= Beginning of Section =

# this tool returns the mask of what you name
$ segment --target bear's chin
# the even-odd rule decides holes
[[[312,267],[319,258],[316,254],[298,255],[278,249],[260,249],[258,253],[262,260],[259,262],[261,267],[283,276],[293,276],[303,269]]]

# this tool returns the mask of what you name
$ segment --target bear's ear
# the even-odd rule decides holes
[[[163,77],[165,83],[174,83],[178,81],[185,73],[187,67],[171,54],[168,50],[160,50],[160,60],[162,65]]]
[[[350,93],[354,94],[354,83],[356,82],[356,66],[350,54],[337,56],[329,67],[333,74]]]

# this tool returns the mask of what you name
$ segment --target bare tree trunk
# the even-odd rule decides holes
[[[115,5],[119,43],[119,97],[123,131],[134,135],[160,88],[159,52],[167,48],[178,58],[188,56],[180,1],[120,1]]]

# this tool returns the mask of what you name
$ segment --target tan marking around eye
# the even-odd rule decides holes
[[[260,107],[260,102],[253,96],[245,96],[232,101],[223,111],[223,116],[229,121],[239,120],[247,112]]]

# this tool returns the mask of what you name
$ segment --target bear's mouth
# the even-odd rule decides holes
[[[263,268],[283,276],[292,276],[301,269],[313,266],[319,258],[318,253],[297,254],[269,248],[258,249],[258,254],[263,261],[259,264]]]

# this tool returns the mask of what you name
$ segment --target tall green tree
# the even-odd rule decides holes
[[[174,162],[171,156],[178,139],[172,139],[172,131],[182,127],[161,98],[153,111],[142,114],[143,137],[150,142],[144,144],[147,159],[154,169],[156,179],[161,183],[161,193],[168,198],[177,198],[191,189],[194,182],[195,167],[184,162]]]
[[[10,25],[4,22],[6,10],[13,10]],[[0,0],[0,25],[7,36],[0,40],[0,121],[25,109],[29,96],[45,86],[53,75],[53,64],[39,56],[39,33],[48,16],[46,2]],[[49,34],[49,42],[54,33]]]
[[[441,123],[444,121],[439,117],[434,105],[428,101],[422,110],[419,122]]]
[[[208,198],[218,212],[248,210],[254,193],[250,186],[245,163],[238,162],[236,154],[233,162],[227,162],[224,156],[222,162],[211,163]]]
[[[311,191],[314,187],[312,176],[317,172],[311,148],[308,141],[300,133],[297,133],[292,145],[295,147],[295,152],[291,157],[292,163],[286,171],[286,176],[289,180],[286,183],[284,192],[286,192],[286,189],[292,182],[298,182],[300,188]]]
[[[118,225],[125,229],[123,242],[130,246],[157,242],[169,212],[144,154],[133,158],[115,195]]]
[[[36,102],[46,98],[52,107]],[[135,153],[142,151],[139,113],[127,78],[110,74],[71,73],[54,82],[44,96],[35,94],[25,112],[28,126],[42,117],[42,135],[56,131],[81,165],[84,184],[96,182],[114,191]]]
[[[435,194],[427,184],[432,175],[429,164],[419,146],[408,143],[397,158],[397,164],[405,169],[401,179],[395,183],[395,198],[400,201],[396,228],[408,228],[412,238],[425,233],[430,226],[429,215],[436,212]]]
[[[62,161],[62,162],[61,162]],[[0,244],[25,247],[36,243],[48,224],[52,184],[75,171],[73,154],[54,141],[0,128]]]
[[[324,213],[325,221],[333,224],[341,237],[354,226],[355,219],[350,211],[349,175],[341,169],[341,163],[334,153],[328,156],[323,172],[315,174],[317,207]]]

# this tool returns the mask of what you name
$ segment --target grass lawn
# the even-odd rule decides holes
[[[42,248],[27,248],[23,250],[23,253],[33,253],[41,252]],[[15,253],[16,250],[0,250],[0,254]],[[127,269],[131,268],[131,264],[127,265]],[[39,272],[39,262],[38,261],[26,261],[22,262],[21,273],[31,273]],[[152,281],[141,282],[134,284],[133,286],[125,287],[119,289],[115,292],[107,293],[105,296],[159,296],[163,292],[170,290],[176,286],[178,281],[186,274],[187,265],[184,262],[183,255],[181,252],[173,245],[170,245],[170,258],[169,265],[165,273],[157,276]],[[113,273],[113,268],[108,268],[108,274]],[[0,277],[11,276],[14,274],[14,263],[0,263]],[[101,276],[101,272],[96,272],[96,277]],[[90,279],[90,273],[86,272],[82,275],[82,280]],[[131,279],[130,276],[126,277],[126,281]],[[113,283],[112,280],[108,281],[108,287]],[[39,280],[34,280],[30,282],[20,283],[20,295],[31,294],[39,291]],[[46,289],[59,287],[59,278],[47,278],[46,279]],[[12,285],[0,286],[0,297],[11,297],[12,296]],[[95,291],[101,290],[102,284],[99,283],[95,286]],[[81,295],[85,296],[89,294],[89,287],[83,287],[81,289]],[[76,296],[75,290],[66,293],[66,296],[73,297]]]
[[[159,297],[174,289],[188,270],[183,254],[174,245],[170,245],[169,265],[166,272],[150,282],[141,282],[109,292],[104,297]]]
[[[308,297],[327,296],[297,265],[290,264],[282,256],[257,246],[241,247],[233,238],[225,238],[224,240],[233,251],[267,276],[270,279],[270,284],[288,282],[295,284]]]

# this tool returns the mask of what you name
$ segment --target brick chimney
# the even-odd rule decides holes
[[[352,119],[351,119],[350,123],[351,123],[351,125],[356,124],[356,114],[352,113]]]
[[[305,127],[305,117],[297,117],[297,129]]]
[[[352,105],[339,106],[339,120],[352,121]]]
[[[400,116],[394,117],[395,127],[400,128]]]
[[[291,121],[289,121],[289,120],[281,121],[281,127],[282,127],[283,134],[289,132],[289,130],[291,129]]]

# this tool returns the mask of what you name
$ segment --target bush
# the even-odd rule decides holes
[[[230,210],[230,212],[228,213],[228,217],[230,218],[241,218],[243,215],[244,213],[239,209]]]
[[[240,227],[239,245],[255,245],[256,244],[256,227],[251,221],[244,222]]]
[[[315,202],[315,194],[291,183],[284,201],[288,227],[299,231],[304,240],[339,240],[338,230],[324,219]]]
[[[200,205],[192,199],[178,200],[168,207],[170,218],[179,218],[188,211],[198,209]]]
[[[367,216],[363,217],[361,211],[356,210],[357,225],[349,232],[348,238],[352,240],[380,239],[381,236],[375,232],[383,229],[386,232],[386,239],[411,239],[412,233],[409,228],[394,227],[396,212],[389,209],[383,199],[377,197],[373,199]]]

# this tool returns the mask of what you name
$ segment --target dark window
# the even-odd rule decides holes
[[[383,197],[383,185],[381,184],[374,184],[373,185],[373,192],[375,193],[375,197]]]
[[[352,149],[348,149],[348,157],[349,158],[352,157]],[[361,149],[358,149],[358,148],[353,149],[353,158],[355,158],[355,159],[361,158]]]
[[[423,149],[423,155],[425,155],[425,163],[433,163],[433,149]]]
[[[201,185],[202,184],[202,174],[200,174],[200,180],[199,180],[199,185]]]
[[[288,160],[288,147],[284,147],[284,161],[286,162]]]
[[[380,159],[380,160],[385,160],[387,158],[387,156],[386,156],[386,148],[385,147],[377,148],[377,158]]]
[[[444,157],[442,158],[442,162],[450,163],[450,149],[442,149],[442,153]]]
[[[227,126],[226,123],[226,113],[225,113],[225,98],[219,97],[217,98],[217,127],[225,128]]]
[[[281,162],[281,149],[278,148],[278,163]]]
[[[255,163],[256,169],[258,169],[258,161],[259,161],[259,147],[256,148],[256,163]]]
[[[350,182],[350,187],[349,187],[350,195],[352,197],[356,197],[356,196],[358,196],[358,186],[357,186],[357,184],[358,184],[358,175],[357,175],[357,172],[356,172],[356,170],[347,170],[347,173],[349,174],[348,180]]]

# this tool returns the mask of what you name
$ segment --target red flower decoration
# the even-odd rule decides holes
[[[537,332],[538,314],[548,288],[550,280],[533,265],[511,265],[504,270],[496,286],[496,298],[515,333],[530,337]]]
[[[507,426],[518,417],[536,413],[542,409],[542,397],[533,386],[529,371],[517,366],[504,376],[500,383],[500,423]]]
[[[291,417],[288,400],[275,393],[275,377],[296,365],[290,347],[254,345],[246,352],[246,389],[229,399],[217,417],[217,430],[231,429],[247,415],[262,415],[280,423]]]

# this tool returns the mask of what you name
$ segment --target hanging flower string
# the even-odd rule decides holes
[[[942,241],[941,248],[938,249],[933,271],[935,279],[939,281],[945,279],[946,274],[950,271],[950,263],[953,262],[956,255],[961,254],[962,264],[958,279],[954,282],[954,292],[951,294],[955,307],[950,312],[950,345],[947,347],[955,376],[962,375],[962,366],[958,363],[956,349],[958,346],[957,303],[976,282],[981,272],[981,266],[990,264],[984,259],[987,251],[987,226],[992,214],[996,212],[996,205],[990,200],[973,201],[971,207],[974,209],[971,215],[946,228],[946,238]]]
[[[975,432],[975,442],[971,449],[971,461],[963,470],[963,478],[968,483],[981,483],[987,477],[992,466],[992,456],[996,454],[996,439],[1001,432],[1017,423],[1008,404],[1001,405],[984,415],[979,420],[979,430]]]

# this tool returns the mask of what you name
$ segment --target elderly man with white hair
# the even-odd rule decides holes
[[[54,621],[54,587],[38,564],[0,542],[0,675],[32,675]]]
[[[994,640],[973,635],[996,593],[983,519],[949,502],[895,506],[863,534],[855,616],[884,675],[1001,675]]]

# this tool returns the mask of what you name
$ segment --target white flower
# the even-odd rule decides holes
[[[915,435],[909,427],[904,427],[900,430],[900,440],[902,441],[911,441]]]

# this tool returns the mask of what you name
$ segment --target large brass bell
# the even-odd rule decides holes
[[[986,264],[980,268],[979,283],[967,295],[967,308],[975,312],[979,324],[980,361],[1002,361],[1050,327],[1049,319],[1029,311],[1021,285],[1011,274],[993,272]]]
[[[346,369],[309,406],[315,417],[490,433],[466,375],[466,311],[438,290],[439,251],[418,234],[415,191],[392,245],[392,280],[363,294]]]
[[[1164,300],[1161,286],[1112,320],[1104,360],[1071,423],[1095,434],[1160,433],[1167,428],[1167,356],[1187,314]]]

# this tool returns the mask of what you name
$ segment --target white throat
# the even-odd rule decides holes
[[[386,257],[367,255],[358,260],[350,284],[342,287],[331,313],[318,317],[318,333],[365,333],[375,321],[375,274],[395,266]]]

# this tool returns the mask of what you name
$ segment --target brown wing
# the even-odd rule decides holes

= End of Section =

[TASK] Print only these lines, please. They run from the start of the entries above to the line containing "bare tree trunk", both ends included, and must match exactly.

[TASK RESULT]
# this tool returns the mask of what you name
$ segment --target bear's chin
# the even-odd rule decides holes
[[[312,267],[319,258],[316,254],[298,255],[278,249],[260,249],[258,253],[262,260],[259,262],[261,267],[283,276],[293,276],[303,269]]]

# this tool returns the mask of what you name
$ segment --target bear's ear
# the even-odd rule decides holes
[[[163,77],[165,83],[174,83],[178,81],[185,73],[187,67],[171,54],[168,50],[160,50],[160,60],[162,65]]]
[[[350,93],[354,94],[354,83],[356,82],[356,66],[350,54],[337,56],[329,67],[333,74]]]

# this tool returns the mask of what you name
$ segment --target bare tree trunk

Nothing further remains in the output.